▶ [PAGE EXCERPT]
####

Experiment 1. SCRs and Emotional Evaluation of Music, Summary:
For this study, 9 participants classed as “high-functioning autistic,” with IQs greater than 89, and who were older than 16, made up the “clinical” group. The “control” group was made up of 13 individuals who were not autistic, and had similar IQ averages and ages.
The musical clips, or stimuli, were drawn from 7-second clips of western classical music. There were 5 separate samples from the Baroque, Classical, Romantic, and early 20th-century periods. Each sample in its original form was labelled “consonant,” and each was altered by semi-tones in key pitches to create the “dissonant” version. Then each consonant and dissonant clip was sped up and slowed down, and half were played in minor and half were played in major mode, creating happy consonant (original form, fast, major), happy dissonant (dissonant form, fast, major), sad consonant (original form, slow, minor) and sad dissonant (dissonant form, slow, minor) categories.
Each participant evaluated arousal (stimulation) and valence (pleasantness) on a 10-point scale (1= calm or 1=unpleasant; 10=stimulating or 10=pleasant), where arousal was shown in the sad/happy aspect of each clip, and valence was shown in the dissonant/consonant aspect. While listening to the samples, each participant had his skin conductance recorded.
The Results. The control group judged consonant excerpts as more pleasant than the clinical group, but both judged dissonant as the same degree of unpleasant. Both groups judged happy (fast) excerpts as more stimulating than the sad, and dissonant as more stimulating than the consonant. Autistic individuals exhibited larger SCR amplitudes on average, especially for dissonant and “sad” music.

####

▶ [YOUR TASKS]
- 1) Using the experiment summary, answer each question.
(a) How many individuals made up the control group?
(b) How long was each musical clip?
(c) On what scale did participants rate arousal and valence?
- 2) Say whether each statement agrees with the experiment summary, and quote the words that decide it.
(a) The clinical group judged consonant excerpts as more pleasant than the control group did.
(b) The sad consonant clips were slow and in minor mode.
(c) Both groups judged dissonant excerpts as more stimulating than consonant ones.
The rows that follow the experiment summary were drawn from a different source.

####

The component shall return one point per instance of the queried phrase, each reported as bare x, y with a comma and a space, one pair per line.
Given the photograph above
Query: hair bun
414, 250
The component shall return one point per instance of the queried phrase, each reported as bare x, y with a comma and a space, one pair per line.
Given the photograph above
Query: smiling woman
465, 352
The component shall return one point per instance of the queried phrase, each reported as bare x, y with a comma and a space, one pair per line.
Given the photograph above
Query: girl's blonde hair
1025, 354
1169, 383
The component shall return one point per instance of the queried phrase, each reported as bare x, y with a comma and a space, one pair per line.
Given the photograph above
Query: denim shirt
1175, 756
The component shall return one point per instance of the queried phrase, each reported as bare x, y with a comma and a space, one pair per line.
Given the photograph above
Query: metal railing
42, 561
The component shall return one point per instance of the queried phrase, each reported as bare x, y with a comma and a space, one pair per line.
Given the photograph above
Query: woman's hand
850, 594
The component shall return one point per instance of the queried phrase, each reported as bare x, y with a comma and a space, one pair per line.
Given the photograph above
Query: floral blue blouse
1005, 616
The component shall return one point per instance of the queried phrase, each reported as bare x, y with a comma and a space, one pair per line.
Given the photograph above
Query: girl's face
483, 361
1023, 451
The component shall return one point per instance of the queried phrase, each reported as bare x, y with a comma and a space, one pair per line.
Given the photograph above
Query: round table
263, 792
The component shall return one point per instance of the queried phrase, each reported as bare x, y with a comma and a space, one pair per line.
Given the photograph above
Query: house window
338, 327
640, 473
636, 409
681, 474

####

▶ [ACTIVITY ANSWERS]
- 1)
(a) 13
(b) 7 seconds
(c) A 10-point scale

- 2)
(a) No: "The control group judged consonant excerpts as more pleasant than the clinical group"
(b) Yes: "sad consonant (original form, slow, minor)"
(c) Yes: "Both groups judged happy (fast) excerpts as more stimulating than the sad, and dissonant as more stimulating than the consonant"